Data extracted from a collection:
========================================

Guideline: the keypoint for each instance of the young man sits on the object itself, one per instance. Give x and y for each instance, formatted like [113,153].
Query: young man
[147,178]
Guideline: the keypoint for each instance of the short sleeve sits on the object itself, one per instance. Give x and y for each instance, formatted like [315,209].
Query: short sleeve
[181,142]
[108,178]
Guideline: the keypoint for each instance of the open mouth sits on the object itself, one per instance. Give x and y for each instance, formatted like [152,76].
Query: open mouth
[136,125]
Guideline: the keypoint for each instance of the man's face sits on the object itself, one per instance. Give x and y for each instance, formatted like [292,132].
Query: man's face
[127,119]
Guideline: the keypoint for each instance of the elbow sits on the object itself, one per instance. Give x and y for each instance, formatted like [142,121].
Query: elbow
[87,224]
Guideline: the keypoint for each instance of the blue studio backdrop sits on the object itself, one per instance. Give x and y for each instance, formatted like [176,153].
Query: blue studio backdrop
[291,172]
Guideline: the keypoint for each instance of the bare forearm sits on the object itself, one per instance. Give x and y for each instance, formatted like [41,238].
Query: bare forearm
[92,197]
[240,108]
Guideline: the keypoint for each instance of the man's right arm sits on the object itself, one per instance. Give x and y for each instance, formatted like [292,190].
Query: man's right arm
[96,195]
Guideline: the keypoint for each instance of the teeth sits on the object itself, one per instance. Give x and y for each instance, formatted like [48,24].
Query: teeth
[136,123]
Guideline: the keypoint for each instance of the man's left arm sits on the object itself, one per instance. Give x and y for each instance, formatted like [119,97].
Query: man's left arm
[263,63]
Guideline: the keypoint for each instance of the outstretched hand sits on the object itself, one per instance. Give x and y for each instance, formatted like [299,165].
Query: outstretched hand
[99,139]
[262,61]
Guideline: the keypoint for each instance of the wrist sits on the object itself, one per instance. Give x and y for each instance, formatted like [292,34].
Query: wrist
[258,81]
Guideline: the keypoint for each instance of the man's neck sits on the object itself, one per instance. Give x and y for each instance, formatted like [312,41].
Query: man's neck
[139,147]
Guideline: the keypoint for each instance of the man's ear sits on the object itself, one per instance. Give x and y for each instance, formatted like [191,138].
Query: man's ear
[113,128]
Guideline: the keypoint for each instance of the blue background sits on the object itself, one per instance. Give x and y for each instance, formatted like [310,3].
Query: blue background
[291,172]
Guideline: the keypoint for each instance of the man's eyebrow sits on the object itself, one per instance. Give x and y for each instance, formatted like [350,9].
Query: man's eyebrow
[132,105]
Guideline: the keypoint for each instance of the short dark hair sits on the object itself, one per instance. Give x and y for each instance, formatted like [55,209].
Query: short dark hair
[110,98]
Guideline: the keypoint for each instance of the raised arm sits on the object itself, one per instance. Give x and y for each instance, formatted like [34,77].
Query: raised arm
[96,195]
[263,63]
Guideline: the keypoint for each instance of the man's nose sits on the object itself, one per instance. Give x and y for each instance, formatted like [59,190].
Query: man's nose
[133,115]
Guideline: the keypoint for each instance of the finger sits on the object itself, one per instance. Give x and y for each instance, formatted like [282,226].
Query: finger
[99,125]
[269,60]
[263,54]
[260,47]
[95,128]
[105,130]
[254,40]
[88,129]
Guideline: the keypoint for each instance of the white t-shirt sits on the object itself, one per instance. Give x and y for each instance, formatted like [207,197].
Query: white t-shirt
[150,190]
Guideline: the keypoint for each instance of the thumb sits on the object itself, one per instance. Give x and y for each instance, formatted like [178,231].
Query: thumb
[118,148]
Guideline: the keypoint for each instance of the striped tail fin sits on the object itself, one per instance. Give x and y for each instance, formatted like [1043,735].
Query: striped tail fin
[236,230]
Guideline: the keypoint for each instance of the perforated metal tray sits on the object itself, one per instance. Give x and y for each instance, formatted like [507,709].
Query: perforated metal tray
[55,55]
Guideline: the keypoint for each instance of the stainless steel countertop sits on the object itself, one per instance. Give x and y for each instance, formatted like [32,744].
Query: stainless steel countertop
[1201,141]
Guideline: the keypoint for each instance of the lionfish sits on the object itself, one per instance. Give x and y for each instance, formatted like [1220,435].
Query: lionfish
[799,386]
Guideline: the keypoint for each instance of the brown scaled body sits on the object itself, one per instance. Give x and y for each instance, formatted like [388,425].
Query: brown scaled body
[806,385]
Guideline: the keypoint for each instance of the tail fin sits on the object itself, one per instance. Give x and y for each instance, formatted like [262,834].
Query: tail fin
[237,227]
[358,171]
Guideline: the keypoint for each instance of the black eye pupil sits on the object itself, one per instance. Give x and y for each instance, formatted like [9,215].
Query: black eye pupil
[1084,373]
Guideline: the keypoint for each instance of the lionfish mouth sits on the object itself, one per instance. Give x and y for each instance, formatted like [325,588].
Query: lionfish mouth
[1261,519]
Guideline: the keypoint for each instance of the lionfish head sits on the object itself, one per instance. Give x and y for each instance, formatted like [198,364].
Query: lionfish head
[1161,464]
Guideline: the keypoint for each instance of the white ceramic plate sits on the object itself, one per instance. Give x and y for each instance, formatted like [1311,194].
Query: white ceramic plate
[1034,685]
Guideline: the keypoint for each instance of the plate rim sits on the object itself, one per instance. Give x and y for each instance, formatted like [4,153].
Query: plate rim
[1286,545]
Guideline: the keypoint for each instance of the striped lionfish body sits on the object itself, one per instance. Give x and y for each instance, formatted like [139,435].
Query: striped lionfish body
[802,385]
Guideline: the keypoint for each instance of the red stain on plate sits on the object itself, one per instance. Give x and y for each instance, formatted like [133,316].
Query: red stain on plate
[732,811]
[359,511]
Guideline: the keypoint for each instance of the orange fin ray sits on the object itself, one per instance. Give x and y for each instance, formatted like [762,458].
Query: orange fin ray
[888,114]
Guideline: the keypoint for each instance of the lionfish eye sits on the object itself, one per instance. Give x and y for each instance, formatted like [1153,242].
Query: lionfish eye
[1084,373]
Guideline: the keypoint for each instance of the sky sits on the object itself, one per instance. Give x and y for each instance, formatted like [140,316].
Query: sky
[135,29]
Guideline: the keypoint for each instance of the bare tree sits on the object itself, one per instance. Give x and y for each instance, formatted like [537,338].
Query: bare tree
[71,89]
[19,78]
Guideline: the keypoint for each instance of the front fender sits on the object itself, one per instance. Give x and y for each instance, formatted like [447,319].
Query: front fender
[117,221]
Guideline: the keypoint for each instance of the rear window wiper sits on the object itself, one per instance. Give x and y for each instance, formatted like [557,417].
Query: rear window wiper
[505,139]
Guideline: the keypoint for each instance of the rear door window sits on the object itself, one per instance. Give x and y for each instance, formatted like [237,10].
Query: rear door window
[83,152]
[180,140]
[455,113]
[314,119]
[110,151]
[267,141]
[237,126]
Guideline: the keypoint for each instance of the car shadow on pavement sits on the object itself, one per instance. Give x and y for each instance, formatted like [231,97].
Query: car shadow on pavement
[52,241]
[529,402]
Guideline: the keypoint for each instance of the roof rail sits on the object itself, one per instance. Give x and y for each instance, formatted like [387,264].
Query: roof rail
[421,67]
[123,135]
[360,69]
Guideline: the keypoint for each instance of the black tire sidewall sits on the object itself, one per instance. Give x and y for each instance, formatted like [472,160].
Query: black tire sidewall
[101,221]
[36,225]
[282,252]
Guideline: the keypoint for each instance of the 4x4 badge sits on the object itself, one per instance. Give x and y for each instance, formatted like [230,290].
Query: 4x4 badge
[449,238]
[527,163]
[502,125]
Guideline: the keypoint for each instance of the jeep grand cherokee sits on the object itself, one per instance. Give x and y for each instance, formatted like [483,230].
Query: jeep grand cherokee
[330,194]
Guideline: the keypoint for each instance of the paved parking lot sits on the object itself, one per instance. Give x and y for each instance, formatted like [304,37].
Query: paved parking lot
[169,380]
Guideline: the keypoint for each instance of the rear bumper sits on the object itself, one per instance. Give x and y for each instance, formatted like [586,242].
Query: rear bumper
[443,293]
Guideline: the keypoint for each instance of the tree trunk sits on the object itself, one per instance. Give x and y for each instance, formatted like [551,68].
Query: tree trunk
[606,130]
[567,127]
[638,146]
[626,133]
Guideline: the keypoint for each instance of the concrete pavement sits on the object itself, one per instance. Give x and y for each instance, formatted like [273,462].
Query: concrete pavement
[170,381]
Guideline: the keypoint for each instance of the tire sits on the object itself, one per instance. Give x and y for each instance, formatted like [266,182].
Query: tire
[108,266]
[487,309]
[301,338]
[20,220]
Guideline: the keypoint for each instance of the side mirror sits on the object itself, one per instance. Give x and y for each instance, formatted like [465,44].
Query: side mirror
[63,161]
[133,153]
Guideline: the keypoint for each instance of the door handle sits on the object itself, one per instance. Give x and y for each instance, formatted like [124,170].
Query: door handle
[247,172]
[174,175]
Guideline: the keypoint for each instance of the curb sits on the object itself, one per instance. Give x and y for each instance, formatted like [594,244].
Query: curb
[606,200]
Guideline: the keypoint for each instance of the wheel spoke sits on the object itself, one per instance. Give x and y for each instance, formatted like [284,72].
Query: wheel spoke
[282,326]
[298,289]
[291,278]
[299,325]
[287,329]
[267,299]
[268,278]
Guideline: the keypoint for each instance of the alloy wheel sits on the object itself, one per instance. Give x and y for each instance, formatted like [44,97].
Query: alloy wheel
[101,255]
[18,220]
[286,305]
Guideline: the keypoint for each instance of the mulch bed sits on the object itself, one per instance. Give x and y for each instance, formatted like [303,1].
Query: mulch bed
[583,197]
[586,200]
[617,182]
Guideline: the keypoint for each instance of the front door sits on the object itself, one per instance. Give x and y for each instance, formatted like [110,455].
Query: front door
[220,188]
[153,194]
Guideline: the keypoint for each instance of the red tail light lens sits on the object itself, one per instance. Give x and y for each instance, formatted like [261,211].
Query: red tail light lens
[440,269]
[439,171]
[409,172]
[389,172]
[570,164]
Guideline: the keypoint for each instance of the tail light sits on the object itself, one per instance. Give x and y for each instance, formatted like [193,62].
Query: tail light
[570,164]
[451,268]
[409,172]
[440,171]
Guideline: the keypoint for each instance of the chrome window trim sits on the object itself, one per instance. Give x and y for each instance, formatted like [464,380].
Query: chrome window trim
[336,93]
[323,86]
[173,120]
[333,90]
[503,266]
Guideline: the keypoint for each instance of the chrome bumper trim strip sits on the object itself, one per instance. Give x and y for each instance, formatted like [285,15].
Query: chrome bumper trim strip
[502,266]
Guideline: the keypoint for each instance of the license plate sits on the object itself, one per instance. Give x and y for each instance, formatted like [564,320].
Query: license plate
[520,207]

========================================

▸ The task
Starting from the line with "Guideline: the keypoint for each instance of the alloy" and ending with the final line of the data, quote every line exactly, both ends included.

▸ Solution to this task
Guideline: the keypoint for each instance of the alloy wheel sits on the object itself, one per instance. Give x and y for each instance, formatted like [44,97].
Query: alloy wheel
[101,255]
[18,220]
[286,305]
Guideline: the keypoint for each instance of the mulch bed sits on the object itself, one per instance. Give x and y for each instance, formatted like [303,1].
Query: mulch bed
[583,197]
[586,200]
[617,182]
Guideline: the keypoint for each instance of the front door sits on the object itself, one per instance. Give x and y for each instance, formatted like [110,455].
Query: front door
[220,188]
[153,194]
Guideline: the keypoint for each instance of the red tail light lens sits on the object itself, one per instance. Give x and y for each instance, formatted like [261,211].
Query: red tail light lens
[440,269]
[439,171]
[409,172]
[389,172]
[570,164]
Guideline: the keypoint for each instance of the tail light sits on the object itself, one per instance. Give x and y for each instance, formatted like [193,62].
Query: tail light
[570,164]
[451,268]
[409,172]
[440,171]
Guideline: the keypoint for each instance of the chrome window trim sits on the object itself, one per instance. Give x and y for each instance, formatted like [464,380].
Query: chrome window trim
[336,93]
[323,86]
[173,120]
[333,90]
[503,266]
Guideline: the keypoint for each instance of the chrome bumper trim strip sits on the object itself, one per instance. Give x and y for each instance, formatted like [285,15].
Query: chrome bumper trim strip
[502,266]
Guideline: the keypoint for each instance of the license plate sits on the object itself, one per instance. Give x and y for each instance, formatted like [564,320].
Query: license plate
[520,207]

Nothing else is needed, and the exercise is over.